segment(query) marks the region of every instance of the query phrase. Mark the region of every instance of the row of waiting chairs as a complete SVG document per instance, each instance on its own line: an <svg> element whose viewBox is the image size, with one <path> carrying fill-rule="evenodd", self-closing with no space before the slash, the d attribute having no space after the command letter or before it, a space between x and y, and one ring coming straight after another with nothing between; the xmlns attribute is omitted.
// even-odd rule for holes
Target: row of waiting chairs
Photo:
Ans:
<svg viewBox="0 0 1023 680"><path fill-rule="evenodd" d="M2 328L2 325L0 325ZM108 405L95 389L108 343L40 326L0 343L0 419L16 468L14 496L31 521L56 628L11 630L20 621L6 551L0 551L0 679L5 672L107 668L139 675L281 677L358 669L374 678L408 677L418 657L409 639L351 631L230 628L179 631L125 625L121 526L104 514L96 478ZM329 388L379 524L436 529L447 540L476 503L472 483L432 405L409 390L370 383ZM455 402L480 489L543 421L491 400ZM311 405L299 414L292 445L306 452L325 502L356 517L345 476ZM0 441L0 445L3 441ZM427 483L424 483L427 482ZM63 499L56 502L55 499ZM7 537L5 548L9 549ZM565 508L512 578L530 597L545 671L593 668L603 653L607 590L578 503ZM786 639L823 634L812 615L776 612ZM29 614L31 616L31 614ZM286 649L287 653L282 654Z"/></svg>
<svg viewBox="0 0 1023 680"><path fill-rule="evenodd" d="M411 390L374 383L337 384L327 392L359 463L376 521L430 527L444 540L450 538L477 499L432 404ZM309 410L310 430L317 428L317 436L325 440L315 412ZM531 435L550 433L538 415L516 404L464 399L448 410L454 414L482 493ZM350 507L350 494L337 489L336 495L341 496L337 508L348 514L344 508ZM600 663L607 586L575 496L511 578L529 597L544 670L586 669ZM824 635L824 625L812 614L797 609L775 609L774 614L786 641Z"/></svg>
=-=-=-=-=
### WORK REQUEST
Pick out each line in the material containing "waiting".

### ANSWER BOX
segment(query) marks the region of every instance of the query phrase. Mark the region of every instance of the row of waiting chairs as a complete SVG document per instance, each instance on its own line: an <svg> element whose viewBox is the image size, with one <path> carrying fill-rule="evenodd", self-closing with no space before the slash, the d attribute having no space after the command letter or before it, a space between x and y, and one ring coming straight after another with nothing between; the xmlns attribute is omitted.
Target: row of waiting chairs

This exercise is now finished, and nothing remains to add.